→ Supplied passage
---------------
UNITED STATES DISTRICT COURT WESTERN DISTRICT OF WASHINGTON AT SEATTLE
Oct 22, 2015
CASE NO. C15-1184JLR (W.D. Wash. Oct. 22, 2015)

Opinion

CASE NO. C15-1184JLR

10-22-2015

COLLIN A. SULLIVAN, Plaintiff, v. LOWE'S HIW, INC., et al., Defendants.


ORDER DISMISSING CLAIM

I. INTRODUCTION

This matter comes before the court on Defendant Lowe's Home Centers, LLC's ("LHC") motion to dismiss (Mot. (Dkt. # 9)), which seeks dismissal of Plaintiff Collin Sullivan's claim for violation of the Genetic Information Nondiscrimination Act ("GINA"), 42 U.S.C. § 2000ff-1(b). (See Not. of Rem. (Dkt. # 1) ¶ 2, Ex. A ("Compl.") ¶¶ 3.19-3.23.) Mr. Sullivan opposes that motion (see Resp. (Dkt. # 11)), and LHC has filed a reply to his response (see Reply (Dkt. # 14)). Having reviewed the submissions of the parties, the relevant portions of the record, and the applicable law, the court DISMISSES WITHOUT PREJUDICE Mr. Sullivan's GINA claim.

The court treated Lowe's HIW, Inc. ("LHIW") as fraudulently joined for purposes of assessing the court's subject matter jurisdiction. (See Order (Dkt. # 10) at 2 n.1.) However, notwithstanding LHC's assertion that LHIW "should not be named as a party" (see Mot. at 1 n.1), which Mr. Sullivan has not disputed (see generally Resp.), LHIW has not been formally dismissed (see generally Dkt.), and thus remains a party to this case.

Mr. Sullivan requests oral argument (see Resp. at 1), but the court deems oral argument unnecessary for the disposition of this motion, see Local Rules W.D. Wash. LCR 7(b)(4).

II. BACKGROUND

Because LHC moved for dismissal, all facts articulated herein are based upon Mr. Sullivan's complaint. See infra Part III.A. (describing the legal standard when evaluating a motion to dismiss).

This lawsuit centers around LHC's handling of a workplace injury incurred by Mr. Sullivan. (See generally Compl.) Mr. Sullivan suffered the injury as an employee of LHC on approximately June 2, 2012. (See id. ¶¶ 2.2-2.3.) He requested an accommodation for that injury on June 18, 2012, which LHC never acknowledged. (See id. ¶¶ 2.7-2.8.) LHC's human resources department met with Mr. Sullivan on approximately July 3, 2012, and "demanded" that he "take a drug test in the form of a cheek swab, in the [LHC] human resources department offices." (Id. ¶¶ 2.9-2.10.)
---------------
→ Data extract

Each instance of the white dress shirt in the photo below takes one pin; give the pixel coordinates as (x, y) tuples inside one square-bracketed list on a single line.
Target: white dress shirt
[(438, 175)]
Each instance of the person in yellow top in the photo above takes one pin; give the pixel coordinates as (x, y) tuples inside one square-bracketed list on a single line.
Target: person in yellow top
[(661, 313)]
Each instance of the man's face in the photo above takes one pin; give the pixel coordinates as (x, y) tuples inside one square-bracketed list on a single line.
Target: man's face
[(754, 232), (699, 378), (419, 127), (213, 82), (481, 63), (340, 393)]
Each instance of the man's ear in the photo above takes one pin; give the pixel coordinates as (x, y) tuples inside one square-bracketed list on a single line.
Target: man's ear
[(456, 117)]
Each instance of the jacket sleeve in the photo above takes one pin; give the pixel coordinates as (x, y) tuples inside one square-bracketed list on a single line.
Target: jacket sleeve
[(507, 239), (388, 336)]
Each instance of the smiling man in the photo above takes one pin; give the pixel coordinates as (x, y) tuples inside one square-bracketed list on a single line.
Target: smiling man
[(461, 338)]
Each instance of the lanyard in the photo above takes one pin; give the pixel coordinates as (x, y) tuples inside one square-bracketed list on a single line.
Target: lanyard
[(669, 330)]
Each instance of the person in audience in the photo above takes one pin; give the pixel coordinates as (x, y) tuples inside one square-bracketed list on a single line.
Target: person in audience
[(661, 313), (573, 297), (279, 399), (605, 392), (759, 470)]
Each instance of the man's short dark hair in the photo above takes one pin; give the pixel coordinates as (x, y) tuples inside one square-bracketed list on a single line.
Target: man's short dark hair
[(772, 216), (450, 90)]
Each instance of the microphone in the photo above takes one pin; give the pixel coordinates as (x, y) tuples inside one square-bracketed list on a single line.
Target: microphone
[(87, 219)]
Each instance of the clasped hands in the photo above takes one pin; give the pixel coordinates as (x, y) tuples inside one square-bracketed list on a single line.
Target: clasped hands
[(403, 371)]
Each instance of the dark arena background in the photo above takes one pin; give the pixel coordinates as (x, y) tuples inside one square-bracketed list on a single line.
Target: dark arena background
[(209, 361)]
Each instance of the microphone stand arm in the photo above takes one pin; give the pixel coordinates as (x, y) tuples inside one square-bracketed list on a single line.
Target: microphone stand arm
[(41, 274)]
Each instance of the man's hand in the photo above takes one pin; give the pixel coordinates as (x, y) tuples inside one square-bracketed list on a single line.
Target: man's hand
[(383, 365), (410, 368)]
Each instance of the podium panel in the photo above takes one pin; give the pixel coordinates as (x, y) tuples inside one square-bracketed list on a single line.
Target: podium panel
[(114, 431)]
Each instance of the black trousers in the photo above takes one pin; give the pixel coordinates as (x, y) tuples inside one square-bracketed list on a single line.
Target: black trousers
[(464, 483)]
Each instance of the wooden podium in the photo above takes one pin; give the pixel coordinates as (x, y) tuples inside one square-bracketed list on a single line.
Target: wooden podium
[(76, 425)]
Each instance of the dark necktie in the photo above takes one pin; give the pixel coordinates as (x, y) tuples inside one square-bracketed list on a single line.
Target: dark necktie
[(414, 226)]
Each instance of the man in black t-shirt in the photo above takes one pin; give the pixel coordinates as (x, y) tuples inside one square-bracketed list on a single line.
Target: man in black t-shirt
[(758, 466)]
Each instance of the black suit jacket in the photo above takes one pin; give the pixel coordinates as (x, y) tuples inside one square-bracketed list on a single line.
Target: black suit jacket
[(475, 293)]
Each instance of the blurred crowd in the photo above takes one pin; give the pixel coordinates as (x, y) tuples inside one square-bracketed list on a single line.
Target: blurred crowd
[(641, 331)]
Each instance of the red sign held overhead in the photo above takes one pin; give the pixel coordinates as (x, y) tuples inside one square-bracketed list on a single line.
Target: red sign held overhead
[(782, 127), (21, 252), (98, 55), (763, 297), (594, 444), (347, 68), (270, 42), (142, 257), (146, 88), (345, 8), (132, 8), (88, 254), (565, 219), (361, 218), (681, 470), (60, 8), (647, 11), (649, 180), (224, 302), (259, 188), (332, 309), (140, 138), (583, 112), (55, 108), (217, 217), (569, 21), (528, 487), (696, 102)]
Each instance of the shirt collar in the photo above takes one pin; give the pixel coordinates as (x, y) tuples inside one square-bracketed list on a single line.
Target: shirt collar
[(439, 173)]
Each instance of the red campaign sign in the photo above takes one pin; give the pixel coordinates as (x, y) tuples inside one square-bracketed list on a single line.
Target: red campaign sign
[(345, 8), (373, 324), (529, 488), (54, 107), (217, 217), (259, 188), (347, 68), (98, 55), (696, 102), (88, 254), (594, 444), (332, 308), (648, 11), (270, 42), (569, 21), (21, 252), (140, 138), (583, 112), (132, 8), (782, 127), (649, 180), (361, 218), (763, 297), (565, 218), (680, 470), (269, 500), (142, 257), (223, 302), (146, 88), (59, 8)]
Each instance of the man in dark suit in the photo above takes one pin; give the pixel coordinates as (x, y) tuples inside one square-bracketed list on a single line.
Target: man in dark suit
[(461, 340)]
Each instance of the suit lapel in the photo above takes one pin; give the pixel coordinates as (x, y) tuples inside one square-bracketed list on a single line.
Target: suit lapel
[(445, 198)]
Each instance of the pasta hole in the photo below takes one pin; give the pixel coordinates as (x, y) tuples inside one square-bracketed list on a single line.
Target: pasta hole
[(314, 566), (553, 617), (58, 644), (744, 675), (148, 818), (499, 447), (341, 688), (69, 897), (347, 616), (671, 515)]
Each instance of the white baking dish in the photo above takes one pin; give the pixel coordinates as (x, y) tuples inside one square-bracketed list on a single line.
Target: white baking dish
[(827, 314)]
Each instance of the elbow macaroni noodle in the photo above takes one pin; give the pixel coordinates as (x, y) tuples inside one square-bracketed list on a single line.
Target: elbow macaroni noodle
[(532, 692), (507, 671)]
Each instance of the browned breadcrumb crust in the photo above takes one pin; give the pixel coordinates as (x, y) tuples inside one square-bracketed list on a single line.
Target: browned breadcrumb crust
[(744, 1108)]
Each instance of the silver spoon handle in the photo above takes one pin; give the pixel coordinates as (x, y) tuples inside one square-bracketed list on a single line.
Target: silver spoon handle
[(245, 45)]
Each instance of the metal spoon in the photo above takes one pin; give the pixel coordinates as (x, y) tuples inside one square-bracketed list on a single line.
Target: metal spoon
---------------
→ Your instructions
Reproduce the stretch of the dismissal order from "The court treated" through "Wash. LCR 7(b)(4).", word for word.

→ Written answer
The court treated Lowe's HIW, Inc. ("LHIW") as fraudulently joined for purposes of assessing the court's subject matter jurisdiction. (See Order (Dkt. # 10) at 2 n.1.) However, notwithstanding LHC's assertion that LHIW "should not be named as a party" (see Mot. at 1 n.1), which Mr. Sullivan has not disputed (see generally Resp.), LHIW has not been formally dismissed (see generally Dkt.), and thus remains a party to this case.

Mr. Sullivan requests oral argument (see Resp. at 1), but the court deems oral argument unnecessary for the disposition of this motion, see Local Rules W.D. Wash. LCR 7(b)(4).